(DATA TO EXAMINE)

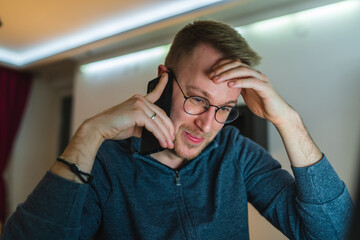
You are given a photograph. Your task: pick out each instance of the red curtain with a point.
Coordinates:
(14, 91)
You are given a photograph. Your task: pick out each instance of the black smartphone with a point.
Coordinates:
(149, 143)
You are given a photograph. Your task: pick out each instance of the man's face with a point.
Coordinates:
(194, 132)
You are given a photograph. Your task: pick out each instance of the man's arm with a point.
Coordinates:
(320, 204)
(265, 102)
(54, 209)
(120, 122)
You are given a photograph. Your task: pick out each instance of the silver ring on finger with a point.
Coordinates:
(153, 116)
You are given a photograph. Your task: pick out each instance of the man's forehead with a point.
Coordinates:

(End DATA TO EXAMINE)
(DATA TO EXAMINE)

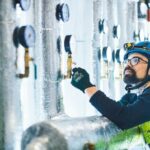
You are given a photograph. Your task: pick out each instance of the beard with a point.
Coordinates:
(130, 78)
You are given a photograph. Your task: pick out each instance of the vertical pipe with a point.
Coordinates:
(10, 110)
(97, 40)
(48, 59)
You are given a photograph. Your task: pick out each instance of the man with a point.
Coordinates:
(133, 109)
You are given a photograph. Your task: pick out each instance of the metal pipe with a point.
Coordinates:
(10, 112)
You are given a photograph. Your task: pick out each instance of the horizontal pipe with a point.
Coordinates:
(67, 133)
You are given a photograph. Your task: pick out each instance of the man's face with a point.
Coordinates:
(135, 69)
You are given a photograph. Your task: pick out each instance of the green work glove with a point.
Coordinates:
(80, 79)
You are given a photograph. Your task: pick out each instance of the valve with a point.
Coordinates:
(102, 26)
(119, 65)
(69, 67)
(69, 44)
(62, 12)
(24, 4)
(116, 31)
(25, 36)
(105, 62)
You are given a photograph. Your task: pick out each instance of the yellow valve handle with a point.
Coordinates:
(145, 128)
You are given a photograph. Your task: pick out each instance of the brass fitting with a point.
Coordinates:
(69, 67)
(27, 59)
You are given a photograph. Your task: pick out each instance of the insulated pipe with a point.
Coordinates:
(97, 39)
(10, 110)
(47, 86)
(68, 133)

(End DATA TO EXAMINE)

TASK TO CARRY OUT:
Pull every line containing "valve" from the material above.

ANSWER TO THIS TASK:
You are given a photograph. Your task: pick out each instance of the valve with a point.
You are given a photograph. Your task: pick out each instance of the yellow valve handle with a point.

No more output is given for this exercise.